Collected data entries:
BEGIN
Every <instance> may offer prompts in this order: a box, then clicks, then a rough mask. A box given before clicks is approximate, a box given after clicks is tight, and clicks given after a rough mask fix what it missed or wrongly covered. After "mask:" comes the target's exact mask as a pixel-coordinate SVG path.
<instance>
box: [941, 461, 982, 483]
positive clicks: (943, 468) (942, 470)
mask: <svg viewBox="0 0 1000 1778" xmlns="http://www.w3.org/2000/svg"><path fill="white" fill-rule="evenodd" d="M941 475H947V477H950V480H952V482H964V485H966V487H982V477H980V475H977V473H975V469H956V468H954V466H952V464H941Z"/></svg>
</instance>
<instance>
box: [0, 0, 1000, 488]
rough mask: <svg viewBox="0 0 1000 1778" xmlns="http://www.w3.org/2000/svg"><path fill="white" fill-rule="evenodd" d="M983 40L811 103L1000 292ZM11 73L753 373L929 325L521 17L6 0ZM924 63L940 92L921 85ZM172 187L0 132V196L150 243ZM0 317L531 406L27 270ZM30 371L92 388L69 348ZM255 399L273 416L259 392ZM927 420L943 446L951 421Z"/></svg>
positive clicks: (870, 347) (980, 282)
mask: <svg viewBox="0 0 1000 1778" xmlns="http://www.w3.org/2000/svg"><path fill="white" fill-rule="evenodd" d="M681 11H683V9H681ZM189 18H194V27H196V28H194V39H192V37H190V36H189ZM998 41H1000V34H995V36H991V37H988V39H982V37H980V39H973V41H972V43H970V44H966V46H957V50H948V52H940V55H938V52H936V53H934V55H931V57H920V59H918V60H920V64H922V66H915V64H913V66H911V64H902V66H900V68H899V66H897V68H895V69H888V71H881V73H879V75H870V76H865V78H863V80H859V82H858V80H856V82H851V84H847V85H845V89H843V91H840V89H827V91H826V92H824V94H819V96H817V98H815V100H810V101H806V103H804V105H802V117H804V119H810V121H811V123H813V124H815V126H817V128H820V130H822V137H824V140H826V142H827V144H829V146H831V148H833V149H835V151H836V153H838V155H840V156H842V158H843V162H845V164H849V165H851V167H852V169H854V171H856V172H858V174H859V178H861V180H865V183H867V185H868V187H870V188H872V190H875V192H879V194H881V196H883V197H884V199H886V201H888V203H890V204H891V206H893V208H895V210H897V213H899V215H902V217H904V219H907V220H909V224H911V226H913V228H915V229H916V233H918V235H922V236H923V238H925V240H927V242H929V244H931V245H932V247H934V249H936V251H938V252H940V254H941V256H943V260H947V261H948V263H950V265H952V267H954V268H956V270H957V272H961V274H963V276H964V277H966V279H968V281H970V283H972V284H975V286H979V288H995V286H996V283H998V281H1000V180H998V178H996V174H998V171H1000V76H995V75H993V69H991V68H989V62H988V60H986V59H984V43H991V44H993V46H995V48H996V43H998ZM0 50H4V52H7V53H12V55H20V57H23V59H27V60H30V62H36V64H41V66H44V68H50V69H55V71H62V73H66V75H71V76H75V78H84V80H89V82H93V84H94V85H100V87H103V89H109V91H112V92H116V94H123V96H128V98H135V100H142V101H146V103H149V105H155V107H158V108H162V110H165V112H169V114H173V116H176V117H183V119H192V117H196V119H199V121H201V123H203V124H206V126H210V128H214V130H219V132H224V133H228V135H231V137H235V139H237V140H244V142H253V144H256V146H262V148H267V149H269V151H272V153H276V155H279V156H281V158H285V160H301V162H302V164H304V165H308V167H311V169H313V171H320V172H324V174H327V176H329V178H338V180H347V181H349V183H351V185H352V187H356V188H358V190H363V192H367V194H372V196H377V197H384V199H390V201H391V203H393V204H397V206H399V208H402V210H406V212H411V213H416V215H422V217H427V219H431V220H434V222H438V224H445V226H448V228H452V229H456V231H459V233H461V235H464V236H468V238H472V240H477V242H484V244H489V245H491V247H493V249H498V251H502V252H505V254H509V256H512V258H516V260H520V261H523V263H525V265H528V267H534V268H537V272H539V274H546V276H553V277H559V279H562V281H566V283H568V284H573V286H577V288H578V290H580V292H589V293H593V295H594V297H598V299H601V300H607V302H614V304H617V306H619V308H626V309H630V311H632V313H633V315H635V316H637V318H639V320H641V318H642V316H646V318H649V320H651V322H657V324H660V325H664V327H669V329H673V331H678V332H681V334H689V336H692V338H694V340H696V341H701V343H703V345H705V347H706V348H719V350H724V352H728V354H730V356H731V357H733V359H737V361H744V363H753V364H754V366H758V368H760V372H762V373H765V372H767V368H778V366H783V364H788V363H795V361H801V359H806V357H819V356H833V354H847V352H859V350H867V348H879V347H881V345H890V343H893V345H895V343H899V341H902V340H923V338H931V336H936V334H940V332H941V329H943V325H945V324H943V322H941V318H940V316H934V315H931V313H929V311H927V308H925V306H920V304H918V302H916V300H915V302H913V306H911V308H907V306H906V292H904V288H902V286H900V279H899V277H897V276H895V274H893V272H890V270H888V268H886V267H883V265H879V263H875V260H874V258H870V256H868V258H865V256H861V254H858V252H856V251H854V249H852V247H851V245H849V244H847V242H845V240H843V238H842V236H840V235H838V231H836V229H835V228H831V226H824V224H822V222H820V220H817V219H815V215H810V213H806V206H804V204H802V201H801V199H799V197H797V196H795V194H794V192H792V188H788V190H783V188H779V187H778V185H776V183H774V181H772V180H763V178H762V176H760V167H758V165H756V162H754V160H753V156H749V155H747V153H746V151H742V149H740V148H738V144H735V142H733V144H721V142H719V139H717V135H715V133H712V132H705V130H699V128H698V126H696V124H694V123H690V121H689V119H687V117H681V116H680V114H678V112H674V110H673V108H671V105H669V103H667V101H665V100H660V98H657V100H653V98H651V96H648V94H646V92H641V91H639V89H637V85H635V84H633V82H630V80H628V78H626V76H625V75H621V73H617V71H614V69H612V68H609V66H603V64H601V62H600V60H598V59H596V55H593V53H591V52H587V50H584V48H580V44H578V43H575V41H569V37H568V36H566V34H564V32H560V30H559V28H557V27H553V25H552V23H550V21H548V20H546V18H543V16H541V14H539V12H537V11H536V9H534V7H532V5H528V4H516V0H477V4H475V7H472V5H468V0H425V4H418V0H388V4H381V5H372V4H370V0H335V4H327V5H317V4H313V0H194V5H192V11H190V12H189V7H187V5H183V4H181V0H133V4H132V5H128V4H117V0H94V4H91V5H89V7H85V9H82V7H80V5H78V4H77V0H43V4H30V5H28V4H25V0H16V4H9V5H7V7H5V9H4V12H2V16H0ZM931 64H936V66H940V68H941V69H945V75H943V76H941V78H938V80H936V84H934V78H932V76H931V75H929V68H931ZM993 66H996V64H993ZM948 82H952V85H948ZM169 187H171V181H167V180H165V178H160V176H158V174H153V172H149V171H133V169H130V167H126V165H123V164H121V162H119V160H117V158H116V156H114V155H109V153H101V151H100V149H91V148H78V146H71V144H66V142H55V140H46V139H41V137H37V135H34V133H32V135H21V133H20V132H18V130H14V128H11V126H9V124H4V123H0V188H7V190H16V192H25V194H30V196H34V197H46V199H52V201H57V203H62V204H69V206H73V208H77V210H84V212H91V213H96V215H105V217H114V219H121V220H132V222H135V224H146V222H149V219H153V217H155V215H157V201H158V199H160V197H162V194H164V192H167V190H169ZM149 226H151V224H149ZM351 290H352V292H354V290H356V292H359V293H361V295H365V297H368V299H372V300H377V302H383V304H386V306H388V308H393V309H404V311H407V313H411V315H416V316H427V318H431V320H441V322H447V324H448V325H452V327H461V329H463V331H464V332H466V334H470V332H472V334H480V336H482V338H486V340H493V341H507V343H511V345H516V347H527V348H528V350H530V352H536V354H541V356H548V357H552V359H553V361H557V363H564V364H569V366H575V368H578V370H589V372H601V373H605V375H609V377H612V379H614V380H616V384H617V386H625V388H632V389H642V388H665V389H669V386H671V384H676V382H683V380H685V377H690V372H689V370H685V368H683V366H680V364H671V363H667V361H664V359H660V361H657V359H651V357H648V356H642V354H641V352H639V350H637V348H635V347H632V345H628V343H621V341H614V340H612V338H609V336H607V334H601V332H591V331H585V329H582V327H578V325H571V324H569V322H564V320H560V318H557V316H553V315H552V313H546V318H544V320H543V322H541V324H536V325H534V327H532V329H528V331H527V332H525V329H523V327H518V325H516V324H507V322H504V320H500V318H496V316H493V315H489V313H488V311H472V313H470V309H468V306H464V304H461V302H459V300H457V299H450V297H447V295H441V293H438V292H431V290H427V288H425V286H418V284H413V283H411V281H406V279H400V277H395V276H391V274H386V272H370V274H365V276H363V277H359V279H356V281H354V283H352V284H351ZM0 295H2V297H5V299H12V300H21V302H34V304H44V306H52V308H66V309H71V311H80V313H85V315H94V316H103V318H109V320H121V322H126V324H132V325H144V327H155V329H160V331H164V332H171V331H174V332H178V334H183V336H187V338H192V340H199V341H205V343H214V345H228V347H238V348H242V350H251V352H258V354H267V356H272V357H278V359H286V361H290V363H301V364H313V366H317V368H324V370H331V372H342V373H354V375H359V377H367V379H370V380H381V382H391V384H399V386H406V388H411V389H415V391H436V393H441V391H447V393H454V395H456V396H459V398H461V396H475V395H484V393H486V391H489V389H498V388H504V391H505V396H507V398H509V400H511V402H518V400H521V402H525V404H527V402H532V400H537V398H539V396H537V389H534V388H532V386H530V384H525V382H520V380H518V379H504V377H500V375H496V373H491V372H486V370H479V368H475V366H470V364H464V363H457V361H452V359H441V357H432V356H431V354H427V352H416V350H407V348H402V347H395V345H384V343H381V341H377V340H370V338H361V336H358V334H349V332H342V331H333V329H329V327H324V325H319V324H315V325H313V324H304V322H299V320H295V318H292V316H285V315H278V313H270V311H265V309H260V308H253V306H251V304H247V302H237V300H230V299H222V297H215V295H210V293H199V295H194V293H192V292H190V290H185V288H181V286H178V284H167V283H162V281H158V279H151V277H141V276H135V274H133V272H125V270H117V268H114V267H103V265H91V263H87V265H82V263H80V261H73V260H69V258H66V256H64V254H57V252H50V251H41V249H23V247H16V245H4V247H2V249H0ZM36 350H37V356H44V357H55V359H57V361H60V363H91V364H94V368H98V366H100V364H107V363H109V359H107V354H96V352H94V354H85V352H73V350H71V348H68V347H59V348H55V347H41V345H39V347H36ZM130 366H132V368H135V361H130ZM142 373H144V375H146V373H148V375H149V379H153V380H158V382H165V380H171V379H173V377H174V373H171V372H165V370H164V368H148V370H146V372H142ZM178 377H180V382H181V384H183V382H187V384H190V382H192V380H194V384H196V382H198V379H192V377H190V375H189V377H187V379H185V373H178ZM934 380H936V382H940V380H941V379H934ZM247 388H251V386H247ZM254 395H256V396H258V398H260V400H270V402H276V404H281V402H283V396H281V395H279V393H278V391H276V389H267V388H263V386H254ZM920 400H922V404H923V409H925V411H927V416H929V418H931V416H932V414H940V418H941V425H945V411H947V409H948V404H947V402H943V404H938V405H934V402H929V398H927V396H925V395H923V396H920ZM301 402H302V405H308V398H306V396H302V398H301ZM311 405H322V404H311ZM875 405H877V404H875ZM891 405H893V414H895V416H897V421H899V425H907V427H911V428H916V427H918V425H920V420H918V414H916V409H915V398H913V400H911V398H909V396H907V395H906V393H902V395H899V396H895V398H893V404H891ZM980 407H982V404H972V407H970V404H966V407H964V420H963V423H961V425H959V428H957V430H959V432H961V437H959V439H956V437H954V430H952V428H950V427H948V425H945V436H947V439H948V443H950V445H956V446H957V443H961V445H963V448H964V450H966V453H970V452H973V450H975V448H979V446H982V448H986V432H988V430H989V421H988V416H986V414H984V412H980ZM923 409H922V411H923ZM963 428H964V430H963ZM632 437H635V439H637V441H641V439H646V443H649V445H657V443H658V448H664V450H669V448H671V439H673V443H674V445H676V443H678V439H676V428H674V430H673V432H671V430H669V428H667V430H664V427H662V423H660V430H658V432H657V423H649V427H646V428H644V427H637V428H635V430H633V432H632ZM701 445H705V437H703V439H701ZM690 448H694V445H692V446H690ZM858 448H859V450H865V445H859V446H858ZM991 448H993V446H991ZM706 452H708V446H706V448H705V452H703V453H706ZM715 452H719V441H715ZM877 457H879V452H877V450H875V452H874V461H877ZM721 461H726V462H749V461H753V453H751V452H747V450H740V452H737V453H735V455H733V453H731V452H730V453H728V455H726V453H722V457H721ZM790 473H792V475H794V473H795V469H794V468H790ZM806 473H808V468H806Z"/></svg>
END
Work to be completed: Return the entries word for word, from their first line through the line containing "box: [941, 461, 982, 483]", including that line.

Reply to the task:
Every <instance> may offer prompts in this order: a box, then clicks, then a rough mask. A box given before clicks is approximate, a box given after clicks is tight, and clicks given after a rough mask fix what it missed or wrongly covered. After "mask:" comes the target's exact mask as a pixel-coordinate SVG path.
<instance>
box: [941, 461, 982, 483]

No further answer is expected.